» Excerpt provided
|Fort Worth Star-Telegram, June 27, 1993, via Newspapers.com|
When I wrote about the disappearance and death of Judy Smith a while back, I thought I would probably never come across another missing-persons case that strange and illogical. However, it turns out that in 1993, a Texas man met a somewhat similar fate. And unfortunately, it remains to date equally unresolved.
39-year-old David Glen Lewis was an Amarillo attorney and former court-at-law judge. He was described as a kind, generous, deeply religious man involved in charity work. On January 28, 1993, Lewis’ wife Karen and their young daughter Lauren went to Dallas for some shopping. When they returned home on the 31st, they found David’s wedding ring and watch on the kitchen counter. The VHS player was set up to tape the Super Bowl. There were two freshly-made turkey sandwiches in the refrigerator, and laundry in the dryer. The house looked normal and undisturbed. Nothing appeared to be missing...except David.

» What the task asks
Resume the account of Amarillo attorney David Glen Lewis's 1993 disappearance, picking up right after its last sentence.

» Dataset
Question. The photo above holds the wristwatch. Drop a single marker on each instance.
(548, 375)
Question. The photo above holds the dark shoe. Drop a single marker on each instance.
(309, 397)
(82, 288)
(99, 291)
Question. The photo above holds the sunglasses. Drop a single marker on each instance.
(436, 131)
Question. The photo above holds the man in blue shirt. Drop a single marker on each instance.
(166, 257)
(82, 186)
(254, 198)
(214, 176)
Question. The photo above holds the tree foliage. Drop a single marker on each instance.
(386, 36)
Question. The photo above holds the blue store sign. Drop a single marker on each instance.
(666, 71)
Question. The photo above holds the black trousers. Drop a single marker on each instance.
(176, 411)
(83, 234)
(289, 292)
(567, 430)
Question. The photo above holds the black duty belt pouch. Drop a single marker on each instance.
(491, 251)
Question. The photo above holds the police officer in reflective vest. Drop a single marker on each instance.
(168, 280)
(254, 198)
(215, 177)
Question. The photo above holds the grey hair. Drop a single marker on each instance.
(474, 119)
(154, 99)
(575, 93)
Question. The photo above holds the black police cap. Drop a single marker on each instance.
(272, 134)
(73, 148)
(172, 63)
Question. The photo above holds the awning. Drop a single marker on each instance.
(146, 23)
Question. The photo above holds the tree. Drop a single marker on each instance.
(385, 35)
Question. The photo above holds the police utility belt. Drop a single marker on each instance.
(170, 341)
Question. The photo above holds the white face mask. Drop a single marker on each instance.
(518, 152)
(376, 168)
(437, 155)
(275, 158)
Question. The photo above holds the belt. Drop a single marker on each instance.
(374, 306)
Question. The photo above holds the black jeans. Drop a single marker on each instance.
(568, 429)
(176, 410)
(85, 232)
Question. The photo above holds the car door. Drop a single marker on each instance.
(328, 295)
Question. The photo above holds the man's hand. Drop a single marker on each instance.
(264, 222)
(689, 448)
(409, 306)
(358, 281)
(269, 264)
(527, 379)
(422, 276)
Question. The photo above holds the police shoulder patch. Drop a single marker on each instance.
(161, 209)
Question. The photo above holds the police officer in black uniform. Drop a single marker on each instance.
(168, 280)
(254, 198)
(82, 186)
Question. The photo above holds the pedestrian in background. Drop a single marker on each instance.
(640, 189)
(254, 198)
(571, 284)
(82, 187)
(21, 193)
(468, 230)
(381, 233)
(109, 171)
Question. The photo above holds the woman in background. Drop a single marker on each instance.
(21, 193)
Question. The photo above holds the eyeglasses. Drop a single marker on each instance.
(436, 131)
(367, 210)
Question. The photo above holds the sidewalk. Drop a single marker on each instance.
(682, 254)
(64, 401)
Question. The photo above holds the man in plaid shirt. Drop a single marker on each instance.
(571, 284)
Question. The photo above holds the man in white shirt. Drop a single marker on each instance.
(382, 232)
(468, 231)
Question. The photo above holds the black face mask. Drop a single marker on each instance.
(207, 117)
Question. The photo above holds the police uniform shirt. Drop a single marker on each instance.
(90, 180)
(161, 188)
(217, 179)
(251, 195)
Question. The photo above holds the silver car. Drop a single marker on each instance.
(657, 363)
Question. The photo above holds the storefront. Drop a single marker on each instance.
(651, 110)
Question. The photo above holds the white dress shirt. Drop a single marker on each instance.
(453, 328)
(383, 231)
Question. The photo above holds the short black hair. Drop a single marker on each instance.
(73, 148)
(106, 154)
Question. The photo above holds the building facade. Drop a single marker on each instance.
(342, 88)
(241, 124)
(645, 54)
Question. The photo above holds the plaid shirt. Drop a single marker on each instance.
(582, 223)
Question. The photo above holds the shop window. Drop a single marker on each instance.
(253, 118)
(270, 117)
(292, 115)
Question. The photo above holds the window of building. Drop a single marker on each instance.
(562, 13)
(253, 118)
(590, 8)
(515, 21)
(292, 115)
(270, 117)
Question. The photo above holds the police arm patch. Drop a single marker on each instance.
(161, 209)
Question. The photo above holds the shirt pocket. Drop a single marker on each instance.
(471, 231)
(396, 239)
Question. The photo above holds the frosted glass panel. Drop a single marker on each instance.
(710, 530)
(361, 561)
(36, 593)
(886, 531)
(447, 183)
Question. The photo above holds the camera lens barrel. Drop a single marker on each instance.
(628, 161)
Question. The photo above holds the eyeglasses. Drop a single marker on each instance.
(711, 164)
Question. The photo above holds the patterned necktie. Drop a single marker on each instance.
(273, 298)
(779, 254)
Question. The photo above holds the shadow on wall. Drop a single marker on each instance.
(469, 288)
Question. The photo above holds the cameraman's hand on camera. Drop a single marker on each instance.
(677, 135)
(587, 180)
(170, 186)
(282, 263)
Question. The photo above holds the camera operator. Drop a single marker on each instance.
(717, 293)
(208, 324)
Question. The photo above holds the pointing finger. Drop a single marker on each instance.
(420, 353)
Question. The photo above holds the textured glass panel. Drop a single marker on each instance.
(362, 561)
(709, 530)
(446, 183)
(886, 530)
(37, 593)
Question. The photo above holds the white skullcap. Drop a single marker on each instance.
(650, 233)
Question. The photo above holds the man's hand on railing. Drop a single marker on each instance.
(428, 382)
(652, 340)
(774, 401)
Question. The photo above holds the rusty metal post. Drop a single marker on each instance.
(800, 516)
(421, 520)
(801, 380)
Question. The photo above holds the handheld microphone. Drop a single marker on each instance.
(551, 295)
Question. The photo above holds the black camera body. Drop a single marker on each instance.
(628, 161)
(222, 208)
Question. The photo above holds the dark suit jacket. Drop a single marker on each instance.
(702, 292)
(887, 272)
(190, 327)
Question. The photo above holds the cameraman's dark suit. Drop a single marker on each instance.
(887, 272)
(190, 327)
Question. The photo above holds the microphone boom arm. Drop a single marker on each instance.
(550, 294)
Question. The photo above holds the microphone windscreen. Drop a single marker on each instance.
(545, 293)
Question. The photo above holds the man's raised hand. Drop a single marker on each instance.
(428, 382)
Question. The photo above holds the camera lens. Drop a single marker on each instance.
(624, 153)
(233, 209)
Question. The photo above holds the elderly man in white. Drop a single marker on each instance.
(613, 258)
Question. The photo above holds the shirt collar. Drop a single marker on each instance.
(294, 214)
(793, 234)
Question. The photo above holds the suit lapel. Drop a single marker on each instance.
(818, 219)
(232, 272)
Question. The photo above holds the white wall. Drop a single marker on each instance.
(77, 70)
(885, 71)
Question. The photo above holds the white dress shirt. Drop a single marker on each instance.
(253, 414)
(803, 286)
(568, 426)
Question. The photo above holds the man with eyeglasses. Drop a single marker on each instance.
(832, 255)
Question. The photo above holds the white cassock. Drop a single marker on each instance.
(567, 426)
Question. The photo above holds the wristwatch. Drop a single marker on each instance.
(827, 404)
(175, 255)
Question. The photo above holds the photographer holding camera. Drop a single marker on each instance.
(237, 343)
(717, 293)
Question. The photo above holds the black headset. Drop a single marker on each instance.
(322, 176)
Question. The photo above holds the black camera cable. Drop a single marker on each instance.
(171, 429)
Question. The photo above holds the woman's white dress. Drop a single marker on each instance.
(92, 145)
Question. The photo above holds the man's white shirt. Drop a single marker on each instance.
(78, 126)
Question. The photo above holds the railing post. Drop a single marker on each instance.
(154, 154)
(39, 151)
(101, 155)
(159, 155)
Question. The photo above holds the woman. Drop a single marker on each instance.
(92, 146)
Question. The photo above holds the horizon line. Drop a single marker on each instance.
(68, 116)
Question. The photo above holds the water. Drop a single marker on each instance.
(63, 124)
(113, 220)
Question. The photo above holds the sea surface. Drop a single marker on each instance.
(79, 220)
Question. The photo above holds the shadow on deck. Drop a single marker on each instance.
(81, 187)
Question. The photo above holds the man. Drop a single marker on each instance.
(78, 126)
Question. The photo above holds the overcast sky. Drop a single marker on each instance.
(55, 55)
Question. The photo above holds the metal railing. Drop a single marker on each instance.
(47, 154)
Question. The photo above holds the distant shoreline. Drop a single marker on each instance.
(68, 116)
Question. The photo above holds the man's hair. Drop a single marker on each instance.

» Output
At first, Karen assumed David had gone to a friend’s house to watch the game. But when she failed to hear from him the following day, Karen contacted the police.
Investigators were able to establish at least a partial timeline of David’s activities right before his disappearance. On January 28, he left his law firm at around noon. He told coworkers that he was feeling unwell, and was returning home. That afternoon, his credit card was used to buy gas. That night, he taught a government class at Amarillo College. The next day, a friend saw him hurrying through Amarillo’s airport. He was not carrying any luggage. On January 30, someone deposited $5,000 in the Lewis’ joint bank account. A neighbor saw Lewis’ car parked outside his home. On February 1, a sheriff’s deputy saw a man resembling Lewis outside downtown Amarillo’s Potter County Courts Building. That same day, a cab driver drove someone whom he believed was Lewis from a hotel to the Dallas/Fort Worth airport. The driver said the man seemed very nervous, and paid in cash.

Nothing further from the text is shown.